TO DO. Each entry that follows must be output without any deviation.

** BEGIN GIVEN RECORDS **

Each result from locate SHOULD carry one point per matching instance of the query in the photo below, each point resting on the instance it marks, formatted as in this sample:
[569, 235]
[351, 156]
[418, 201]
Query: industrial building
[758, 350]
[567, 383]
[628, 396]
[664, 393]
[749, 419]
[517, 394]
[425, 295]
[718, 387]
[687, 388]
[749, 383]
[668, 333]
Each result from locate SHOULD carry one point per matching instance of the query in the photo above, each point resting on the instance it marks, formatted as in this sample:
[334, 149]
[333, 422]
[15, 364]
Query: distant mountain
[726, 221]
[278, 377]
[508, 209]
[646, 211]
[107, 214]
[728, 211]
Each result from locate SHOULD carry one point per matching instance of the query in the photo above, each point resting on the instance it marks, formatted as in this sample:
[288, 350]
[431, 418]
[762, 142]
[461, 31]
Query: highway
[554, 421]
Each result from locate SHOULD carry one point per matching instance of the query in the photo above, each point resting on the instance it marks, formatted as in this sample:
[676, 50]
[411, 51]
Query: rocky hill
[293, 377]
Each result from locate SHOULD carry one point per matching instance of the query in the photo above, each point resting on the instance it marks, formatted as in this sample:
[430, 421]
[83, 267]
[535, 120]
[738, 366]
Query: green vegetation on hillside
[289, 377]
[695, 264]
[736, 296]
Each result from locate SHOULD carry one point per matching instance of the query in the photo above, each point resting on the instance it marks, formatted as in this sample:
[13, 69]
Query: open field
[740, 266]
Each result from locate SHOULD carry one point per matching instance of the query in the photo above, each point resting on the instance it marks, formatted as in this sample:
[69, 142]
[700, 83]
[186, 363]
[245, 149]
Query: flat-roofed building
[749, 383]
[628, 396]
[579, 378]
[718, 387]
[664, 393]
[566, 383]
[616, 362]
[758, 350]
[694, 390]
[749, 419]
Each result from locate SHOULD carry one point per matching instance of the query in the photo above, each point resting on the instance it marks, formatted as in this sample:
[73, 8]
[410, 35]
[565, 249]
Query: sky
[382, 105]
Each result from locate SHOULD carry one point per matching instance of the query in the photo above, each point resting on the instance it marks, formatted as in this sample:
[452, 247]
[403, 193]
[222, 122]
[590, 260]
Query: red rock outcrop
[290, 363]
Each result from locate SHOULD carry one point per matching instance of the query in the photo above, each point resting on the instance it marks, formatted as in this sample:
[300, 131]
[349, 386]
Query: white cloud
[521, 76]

** END GIVEN RECORDS **

ANSWER IN FULL.
Each result from locate SHOULD carry one point per matching instance of the query in the photo below, each point resting on the instance it marks, formatted as in this sample:
[569, 235]
[351, 156]
[418, 201]
Query: industrial building
[758, 350]
[567, 383]
[628, 396]
[664, 393]
[749, 419]
[517, 394]
[425, 295]
[718, 387]
[687, 388]
[749, 383]
[668, 333]
Each result from locate SHOULD carry one point per matching instance of the query in the photo above, each point resting on the instance it marks, formatted as in this sample:
[334, 149]
[333, 422]
[15, 364]
Query: distant mountain
[726, 221]
[278, 377]
[508, 209]
[646, 211]
[107, 214]
[728, 211]
Each result from locate SHOULD carry one point per matching instance of the query in the photo above, each point resting on the instance it marks, formatted as in this sample:
[288, 350]
[431, 418]
[762, 142]
[461, 31]
Query: highway
[554, 421]
Each result from locate SHOULD carry one point per matching instance of the query in the photo above, each point resting on the instance it marks, formatted as in this sample:
[676, 50]
[411, 51]
Query: rocky hill
[293, 377]
Each result from locate SHOULD carry one point per matching instance of the query in the photo above, each point resting on the instance it marks, formatted as in this sample:
[430, 421]
[83, 267]
[535, 120]
[738, 366]
Query: green vegetation on hillside
[289, 377]
[695, 264]
[736, 296]
Each result from locate SHOULD carry one point per matching instance of the query in the photo above, each point resting on the instance it marks, formatted as in this sample:
[13, 69]
Query: open field
[740, 266]
Each result from locate SHOULD carry one point per matching instance of the query in the photo above, each point resting on the instance it marks, formatted as in this sample:
[69, 142]
[700, 83]
[186, 363]
[245, 149]
Query: flat-roofed building
[749, 383]
[628, 396]
[579, 378]
[718, 387]
[664, 393]
[566, 383]
[616, 362]
[758, 350]
[694, 390]
[749, 419]
Each result from locate SHOULD carry one point per matching instance of the query in the photo above, each point resting on the instance it marks, formatted as in this sample:
[73, 8]
[410, 35]
[565, 249]
Query: sky
[382, 105]
Each result from locate SHOULD carry one point per matching instance of the query in the photo above, each point resting on the instance it marks, formatted as in this sample:
[452, 247]
[403, 193]
[222, 122]
[590, 260]
Query: red rock outcrop
[290, 363]
Each result from locate SHOULD carry one point per matching instance of the query in the photo above, each point resting on the instance it marks, formatted as in this sample:
[300, 131]
[349, 386]
Query: white cloud
[521, 76]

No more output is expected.